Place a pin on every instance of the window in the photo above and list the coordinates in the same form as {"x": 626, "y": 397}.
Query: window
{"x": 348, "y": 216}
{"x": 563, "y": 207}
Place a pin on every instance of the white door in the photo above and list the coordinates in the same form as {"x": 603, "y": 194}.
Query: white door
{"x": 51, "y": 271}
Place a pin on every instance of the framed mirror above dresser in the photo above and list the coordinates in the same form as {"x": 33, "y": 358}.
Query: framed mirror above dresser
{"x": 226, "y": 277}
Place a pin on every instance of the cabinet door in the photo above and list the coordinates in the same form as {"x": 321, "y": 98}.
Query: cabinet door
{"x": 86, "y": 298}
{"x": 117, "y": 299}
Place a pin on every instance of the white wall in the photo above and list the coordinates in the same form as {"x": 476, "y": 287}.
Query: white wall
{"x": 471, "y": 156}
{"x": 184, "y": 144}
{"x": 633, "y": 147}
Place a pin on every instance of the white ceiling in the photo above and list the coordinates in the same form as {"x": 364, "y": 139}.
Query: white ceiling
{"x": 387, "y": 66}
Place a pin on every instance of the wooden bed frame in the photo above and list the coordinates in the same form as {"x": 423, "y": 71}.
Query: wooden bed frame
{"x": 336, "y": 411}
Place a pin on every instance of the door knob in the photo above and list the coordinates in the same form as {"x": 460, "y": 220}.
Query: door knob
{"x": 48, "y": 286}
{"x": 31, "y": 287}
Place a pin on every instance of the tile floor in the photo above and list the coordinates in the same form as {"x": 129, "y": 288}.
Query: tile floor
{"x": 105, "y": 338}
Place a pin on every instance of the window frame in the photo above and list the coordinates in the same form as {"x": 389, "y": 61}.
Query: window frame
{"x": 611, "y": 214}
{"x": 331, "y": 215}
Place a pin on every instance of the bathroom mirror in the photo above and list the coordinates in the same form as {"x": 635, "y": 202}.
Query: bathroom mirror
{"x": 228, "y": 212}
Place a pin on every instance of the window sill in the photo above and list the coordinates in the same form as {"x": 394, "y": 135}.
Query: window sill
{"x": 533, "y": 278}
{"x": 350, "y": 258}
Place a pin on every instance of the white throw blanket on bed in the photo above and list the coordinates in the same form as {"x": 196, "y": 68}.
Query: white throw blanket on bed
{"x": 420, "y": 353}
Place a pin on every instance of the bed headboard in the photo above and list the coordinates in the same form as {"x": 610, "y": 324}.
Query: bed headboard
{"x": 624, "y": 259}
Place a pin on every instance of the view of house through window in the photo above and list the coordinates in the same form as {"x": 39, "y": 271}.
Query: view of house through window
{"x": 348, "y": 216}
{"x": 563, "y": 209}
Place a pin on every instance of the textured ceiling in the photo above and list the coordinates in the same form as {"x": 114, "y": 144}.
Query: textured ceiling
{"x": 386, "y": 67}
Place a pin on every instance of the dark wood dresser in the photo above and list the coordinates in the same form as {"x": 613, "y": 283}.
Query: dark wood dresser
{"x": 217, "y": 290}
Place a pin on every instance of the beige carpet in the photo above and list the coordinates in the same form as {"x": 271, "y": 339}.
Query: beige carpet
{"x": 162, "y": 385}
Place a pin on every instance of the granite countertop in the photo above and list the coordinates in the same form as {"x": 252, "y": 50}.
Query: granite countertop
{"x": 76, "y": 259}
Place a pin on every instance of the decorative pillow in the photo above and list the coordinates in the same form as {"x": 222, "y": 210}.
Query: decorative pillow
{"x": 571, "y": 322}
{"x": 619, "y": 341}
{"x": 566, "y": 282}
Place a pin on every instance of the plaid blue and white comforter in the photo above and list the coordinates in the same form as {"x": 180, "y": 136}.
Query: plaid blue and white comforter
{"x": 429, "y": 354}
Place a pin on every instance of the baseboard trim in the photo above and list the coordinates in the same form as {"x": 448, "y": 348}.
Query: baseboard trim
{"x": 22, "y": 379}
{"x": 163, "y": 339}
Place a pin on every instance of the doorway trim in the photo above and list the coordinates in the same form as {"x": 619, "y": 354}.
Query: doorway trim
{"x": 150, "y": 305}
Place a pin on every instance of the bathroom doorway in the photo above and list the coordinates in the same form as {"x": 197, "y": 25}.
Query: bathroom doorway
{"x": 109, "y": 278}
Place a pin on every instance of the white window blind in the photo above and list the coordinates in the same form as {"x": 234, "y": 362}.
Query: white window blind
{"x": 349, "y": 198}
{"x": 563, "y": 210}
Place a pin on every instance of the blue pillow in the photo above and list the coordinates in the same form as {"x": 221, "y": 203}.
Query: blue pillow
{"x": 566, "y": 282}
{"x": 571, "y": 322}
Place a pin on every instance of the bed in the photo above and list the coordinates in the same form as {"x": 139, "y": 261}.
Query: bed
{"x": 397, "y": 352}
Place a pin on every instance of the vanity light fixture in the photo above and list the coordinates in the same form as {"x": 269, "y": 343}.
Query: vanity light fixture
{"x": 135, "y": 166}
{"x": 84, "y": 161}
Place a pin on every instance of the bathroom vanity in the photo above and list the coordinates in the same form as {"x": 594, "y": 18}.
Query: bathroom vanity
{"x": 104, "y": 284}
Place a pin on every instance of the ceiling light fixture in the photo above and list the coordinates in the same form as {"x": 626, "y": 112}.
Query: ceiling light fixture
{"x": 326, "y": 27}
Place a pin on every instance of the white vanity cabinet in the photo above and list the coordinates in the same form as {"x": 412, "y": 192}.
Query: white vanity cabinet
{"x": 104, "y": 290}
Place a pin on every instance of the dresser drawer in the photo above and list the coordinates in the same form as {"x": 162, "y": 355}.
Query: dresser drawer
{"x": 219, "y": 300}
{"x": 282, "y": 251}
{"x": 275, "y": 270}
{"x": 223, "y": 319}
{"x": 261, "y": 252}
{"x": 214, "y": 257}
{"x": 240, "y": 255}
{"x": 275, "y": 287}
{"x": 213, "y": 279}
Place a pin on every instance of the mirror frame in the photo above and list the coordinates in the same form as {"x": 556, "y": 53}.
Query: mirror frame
────────────────────
Give back all of the entries above, unchanged in every word.

Place a pin on every instance of the window in the photo above and list the coordinates in the same form as {"x": 626, "y": 397}.
Query: window
{"x": 348, "y": 216}
{"x": 563, "y": 207}
Place a pin on every instance of the white door in the photo above and list the coordinates in the same form as {"x": 603, "y": 194}.
Query: white door
{"x": 51, "y": 271}
Place a pin on every instance of the framed mirror above dresser in the photo above and list the coordinates in the same form as {"x": 33, "y": 358}.
Query: framed mirror above dresser
{"x": 226, "y": 277}
Place a pin on every instance of the cabinet door in the photo above and list the coordinates in the same form as {"x": 321, "y": 98}.
Query: cabinet door
{"x": 86, "y": 298}
{"x": 117, "y": 299}
Place a pin on every instance of the white wall in the photo above and list the coordinates in the same form as {"x": 476, "y": 287}.
Query: white wall
{"x": 471, "y": 156}
{"x": 184, "y": 144}
{"x": 633, "y": 147}
Place a pin on every instance of the white ceiling in the photo above and list the coordinates in the same form as {"x": 364, "y": 139}.
Query: white ceiling
{"x": 387, "y": 66}
Place a pin on every instance of the wooden bed frame in the photo above and list the coordinates in the same form as {"x": 423, "y": 71}.
Query: wooden bed frame
{"x": 336, "y": 411}
Place a pin on every instance of the door knob in the photo above and list the coordinates in the same form as {"x": 460, "y": 220}.
Query: door knob
{"x": 48, "y": 286}
{"x": 31, "y": 287}
Place a pin on every instance of the tile floor in the photo above and list the coordinates in the same form as {"x": 129, "y": 288}.
Query: tile floor
{"x": 105, "y": 338}
Place a pin on every instance of the window frame in the photo above and list the coordinates in the same form as {"x": 389, "y": 61}.
Query: window frame
{"x": 611, "y": 214}
{"x": 331, "y": 215}
Place a pin on every instance of the bathroom mirror in the photo above and list the coordinates in the same form as {"x": 635, "y": 202}.
Query: bathroom mirror
{"x": 228, "y": 212}
Place a pin on every instance of the window sill in the photo above and list the coordinates in the same form as {"x": 394, "y": 135}.
Query: window sill
{"x": 533, "y": 278}
{"x": 350, "y": 258}
Place a pin on every instance of the white throw blanket on bed in the photo above and list the coordinates in the same form as {"x": 196, "y": 68}.
Query: white throw blanket on bed
{"x": 420, "y": 353}
Place a pin on every instance of the bed headboard in the photo above and list the coordinates in the same form as {"x": 610, "y": 324}.
Query: bed headboard
{"x": 624, "y": 259}
Place a pin on every instance of the view of house through window in the photo above and list the coordinates in the same form as {"x": 39, "y": 271}.
Query: view of house through window
{"x": 348, "y": 216}
{"x": 563, "y": 209}
Place a pin on every instance of the textured ceiling in the photo above and list the coordinates in the same form as {"x": 114, "y": 144}.
Query: textured ceiling
{"x": 386, "y": 67}
Place a pin on every instance of the dark wood dresser in the photo above and list the coordinates in the same form as {"x": 613, "y": 283}.
Query: dark wood dresser
{"x": 217, "y": 290}
Place a pin on every instance of the beige carpet in the photo above and list the coordinates in the same form as {"x": 271, "y": 339}.
Query: beige carpet
{"x": 162, "y": 385}
Place a pin on every instance of the granite countertop in the photo above and list the coordinates in the same form as {"x": 252, "y": 50}.
Query: granite countertop
{"x": 76, "y": 259}
Place a pin on every instance of the decorative pillow in the photo above and list the coordinates in the same form as {"x": 222, "y": 210}.
Query: decorative pillow
{"x": 571, "y": 322}
{"x": 619, "y": 341}
{"x": 566, "y": 282}
Place a pin on every instance of the plaid blue and white comforter in the photo above and list the coordinates in the same form as {"x": 180, "y": 136}.
Query: plaid blue and white comforter
{"x": 429, "y": 354}
Place a pin on every instance of the baseboard trim in the photo above and list the coordinates in the same form as {"x": 448, "y": 348}.
Query: baseboard trim
{"x": 22, "y": 379}
{"x": 163, "y": 339}
Place a pin on every instance of the doorway trim in the photo above and list the coordinates in the same form as {"x": 619, "y": 354}.
Query: doorway trim
{"x": 150, "y": 305}
Place a pin on every instance of the bathroom doorway in the photo above and list the coordinates in the same form as {"x": 197, "y": 25}.
Query: bathroom doorway
{"x": 109, "y": 278}
Place a pin on every instance of the white window blind in the photo above and list the coordinates in the same form as {"x": 234, "y": 362}.
Query: white window blind
{"x": 349, "y": 198}
{"x": 563, "y": 210}
Place a pin on every instance of the blue pillow in the photo above and list the coordinates in the same form as {"x": 221, "y": 203}.
Query: blue pillow
{"x": 566, "y": 282}
{"x": 571, "y": 322}
Place a pin on every instance of the bed in the photo above and list the coordinates in the same form as {"x": 139, "y": 261}.
Query: bed
{"x": 397, "y": 352}
Place a pin on every instance of the vanity light fixture in the photo above and list the coordinates in the same form as {"x": 269, "y": 343}.
Query: vanity light fixture
{"x": 135, "y": 166}
{"x": 84, "y": 161}
Place a pin on every instance of the bathroom vanity in the photo above and list the coordinates in the same form as {"x": 594, "y": 18}.
Query: bathroom vanity
{"x": 104, "y": 284}
Place a pin on every instance of the ceiling light fixture in the photo above and list the coordinates in the same form as {"x": 626, "y": 112}.
Query: ceiling light fixture
{"x": 326, "y": 27}
Place a pin on every instance of the white vanity cabinet in the photo above and list the coordinates in the same form as {"x": 412, "y": 192}.
Query: white vanity cabinet
{"x": 104, "y": 290}
Place a pin on every instance of the dresser drawer in the photo above and list the coordinates in the same form as {"x": 162, "y": 355}.
Query: dresser drawer
{"x": 219, "y": 300}
{"x": 282, "y": 251}
{"x": 275, "y": 270}
{"x": 223, "y": 319}
{"x": 261, "y": 252}
{"x": 214, "y": 257}
{"x": 240, "y": 255}
{"x": 275, "y": 287}
{"x": 213, "y": 279}
Place a pin on every instance of the mirror frame in the photo above and list the coordinates in the same form as {"x": 556, "y": 53}.
Query: mirror frame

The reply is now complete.